▶ Exercise instructions:
Each line from the one that contains "For every instance of the large" to the end of the material must be quoted exactly; include both end lines and nothing else.
########################################
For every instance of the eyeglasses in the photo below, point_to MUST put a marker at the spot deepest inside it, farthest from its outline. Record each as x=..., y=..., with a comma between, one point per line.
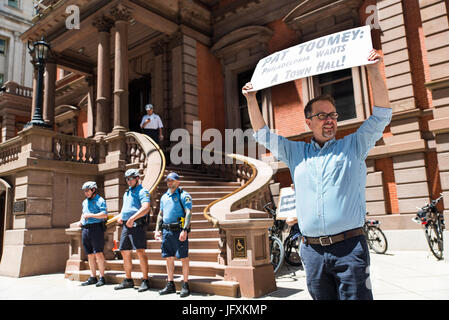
x=324, y=116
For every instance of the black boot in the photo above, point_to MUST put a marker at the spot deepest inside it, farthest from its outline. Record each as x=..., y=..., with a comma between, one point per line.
x=101, y=282
x=126, y=283
x=169, y=288
x=185, y=291
x=144, y=286
x=91, y=280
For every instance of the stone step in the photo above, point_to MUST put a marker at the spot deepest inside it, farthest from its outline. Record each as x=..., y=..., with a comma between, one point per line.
x=198, y=243
x=197, y=284
x=194, y=233
x=207, y=188
x=197, y=268
x=195, y=224
x=210, y=255
x=197, y=182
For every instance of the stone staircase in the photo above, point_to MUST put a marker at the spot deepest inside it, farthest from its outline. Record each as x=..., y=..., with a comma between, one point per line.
x=206, y=274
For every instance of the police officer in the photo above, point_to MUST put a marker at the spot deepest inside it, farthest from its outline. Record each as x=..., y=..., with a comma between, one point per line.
x=174, y=219
x=151, y=124
x=93, y=216
x=136, y=204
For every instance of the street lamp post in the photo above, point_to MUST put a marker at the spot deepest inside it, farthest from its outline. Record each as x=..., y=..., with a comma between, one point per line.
x=39, y=52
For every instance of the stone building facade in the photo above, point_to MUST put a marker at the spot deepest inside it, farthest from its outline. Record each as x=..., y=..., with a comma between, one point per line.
x=190, y=60
x=15, y=18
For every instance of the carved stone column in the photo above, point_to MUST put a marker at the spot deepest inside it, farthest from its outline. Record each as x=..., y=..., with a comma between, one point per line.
x=121, y=16
x=48, y=111
x=103, y=101
x=90, y=107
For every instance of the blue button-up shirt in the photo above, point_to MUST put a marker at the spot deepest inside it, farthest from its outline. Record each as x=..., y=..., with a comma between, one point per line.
x=171, y=207
x=133, y=198
x=95, y=205
x=330, y=180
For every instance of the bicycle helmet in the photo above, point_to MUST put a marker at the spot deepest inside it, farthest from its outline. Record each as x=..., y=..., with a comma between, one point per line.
x=89, y=185
x=132, y=173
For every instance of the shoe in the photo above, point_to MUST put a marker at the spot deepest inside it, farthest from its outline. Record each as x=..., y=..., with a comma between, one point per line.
x=101, y=282
x=144, y=286
x=127, y=283
x=185, y=291
x=169, y=288
x=91, y=280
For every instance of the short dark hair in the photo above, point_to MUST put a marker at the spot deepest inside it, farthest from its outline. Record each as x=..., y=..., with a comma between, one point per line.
x=324, y=97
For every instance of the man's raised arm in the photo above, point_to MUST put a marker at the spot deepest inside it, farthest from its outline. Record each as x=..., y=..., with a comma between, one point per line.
x=255, y=116
x=380, y=92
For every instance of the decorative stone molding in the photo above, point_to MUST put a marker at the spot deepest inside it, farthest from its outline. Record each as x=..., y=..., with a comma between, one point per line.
x=243, y=38
x=103, y=24
x=121, y=13
x=313, y=19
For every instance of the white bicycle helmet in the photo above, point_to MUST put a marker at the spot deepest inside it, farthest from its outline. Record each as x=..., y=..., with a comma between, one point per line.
x=89, y=185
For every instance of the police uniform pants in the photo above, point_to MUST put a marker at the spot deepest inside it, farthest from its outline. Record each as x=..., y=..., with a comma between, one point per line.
x=93, y=238
x=172, y=247
x=153, y=134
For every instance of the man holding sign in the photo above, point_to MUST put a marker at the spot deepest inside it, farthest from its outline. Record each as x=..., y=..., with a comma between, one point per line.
x=330, y=178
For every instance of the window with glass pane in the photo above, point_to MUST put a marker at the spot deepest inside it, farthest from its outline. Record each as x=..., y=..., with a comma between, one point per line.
x=339, y=85
x=2, y=46
x=242, y=79
x=13, y=3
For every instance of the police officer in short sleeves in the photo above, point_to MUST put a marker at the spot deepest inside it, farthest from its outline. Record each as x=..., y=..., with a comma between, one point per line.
x=136, y=204
x=93, y=215
x=174, y=219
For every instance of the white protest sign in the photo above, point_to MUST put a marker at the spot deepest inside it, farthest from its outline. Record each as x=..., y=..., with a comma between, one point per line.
x=287, y=204
x=334, y=52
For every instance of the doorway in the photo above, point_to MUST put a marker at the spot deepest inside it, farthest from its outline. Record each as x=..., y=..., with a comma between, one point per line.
x=139, y=96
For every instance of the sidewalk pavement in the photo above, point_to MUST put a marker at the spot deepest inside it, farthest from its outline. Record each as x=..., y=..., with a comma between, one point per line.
x=396, y=275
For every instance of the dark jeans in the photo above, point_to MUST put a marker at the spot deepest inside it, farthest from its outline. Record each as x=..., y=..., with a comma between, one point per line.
x=339, y=271
x=153, y=134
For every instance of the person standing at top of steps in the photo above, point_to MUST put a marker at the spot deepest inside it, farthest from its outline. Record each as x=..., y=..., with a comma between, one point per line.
x=174, y=219
x=135, y=209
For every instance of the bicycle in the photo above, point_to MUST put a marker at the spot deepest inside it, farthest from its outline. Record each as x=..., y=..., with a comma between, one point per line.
x=275, y=235
x=433, y=222
x=291, y=245
x=374, y=236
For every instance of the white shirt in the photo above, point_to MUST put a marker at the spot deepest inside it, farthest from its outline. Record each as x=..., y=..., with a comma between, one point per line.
x=155, y=122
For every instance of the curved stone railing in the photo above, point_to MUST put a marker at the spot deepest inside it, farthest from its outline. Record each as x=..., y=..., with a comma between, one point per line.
x=253, y=194
x=10, y=150
x=143, y=152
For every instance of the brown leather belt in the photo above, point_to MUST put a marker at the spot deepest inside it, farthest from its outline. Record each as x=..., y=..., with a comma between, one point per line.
x=328, y=240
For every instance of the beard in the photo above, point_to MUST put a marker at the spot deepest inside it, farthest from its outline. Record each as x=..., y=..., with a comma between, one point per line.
x=329, y=132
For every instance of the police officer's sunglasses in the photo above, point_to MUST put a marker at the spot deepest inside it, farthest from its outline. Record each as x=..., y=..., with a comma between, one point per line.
x=324, y=116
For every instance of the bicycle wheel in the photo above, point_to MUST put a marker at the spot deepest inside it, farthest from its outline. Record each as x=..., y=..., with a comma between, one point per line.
x=434, y=238
x=292, y=256
x=377, y=240
x=276, y=253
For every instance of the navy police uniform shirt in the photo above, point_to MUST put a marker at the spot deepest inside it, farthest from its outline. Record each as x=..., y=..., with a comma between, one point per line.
x=133, y=199
x=171, y=207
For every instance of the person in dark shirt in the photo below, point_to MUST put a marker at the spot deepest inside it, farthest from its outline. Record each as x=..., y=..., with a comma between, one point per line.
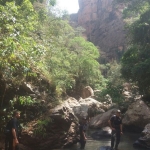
x=82, y=130
x=14, y=131
x=115, y=123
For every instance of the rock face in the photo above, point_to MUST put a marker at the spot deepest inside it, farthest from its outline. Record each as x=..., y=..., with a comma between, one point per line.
x=87, y=92
x=104, y=26
x=62, y=131
x=101, y=120
x=87, y=107
x=144, y=140
x=137, y=116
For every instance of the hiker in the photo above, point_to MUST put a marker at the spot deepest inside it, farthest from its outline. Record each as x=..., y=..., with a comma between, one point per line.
x=82, y=130
x=12, y=136
x=115, y=124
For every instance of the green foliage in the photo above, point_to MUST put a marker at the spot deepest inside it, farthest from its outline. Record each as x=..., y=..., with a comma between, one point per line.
x=41, y=126
x=114, y=91
x=26, y=100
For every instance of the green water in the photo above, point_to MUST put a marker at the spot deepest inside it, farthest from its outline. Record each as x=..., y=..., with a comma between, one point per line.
x=126, y=143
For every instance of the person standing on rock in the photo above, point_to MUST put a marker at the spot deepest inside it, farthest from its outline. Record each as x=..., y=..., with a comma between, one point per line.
x=14, y=127
x=115, y=124
x=82, y=130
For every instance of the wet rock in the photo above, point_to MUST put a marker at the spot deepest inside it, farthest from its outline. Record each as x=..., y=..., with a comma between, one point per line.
x=105, y=148
x=102, y=133
x=101, y=120
x=87, y=92
x=137, y=116
x=144, y=140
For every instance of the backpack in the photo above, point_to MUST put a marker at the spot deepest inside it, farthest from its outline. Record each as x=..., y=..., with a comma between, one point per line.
x=7, y=134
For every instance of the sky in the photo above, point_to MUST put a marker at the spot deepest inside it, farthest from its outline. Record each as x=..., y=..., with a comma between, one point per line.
x=70, y=5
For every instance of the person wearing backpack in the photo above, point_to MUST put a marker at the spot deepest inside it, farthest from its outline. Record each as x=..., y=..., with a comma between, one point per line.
x=82, y=131
x=115, y=124
x=12, y=132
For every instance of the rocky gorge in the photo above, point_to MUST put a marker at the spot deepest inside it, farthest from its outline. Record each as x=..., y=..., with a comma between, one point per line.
x=104, y=26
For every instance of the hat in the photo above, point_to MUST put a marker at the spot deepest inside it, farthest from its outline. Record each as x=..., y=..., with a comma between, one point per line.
x=118, y=111
x=84, y=118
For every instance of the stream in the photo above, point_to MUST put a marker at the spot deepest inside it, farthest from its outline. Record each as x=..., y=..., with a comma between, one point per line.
x=126, y=143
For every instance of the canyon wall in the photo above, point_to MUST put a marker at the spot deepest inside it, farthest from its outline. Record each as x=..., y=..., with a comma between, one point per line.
x=104, y=26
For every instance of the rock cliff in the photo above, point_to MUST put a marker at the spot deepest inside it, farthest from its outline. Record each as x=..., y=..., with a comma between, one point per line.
x=104, y=26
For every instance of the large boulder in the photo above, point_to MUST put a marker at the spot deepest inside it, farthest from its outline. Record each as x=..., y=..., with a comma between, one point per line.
x=137, y=116
x=144, y=140
x=87, y=92
x=101, y=120
x=102, y=133
x=84, y=107
x=61, y=131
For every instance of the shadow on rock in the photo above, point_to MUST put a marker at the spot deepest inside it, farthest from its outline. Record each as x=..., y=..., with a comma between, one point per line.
x=105, y=148
x=102, y=133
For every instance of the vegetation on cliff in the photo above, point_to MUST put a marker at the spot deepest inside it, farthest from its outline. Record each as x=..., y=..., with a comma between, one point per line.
x=42, y=55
########################################
▶ The response:
For every instance of the large boulder in the photo above, point_to MUST put a marker at the spot deepest inside it, farthest from its outline. Record each as x=..., y=..., with a comma between, one point per line.
x=137, y=116
x=144, y=140
x=87, y=92
x=101, y=120
x=102, y=133
x=84, y=107
x=61, y=131
For every instance of the shadow on rock in the photo above, point_to MUST put a marker at the spot deepest inside it, farthest from its outline. Record each as x=..., y=..., with a comma between, one point per line.
x=105, y=148
x=102, y=133
For every instance of the vegetation on cliff in the photo above, point_to MUST put a marker at the spot deepest inside it, farthest from its outline. Record each as x=..., y=..., with a comma between, one point per line.
x=42, y=55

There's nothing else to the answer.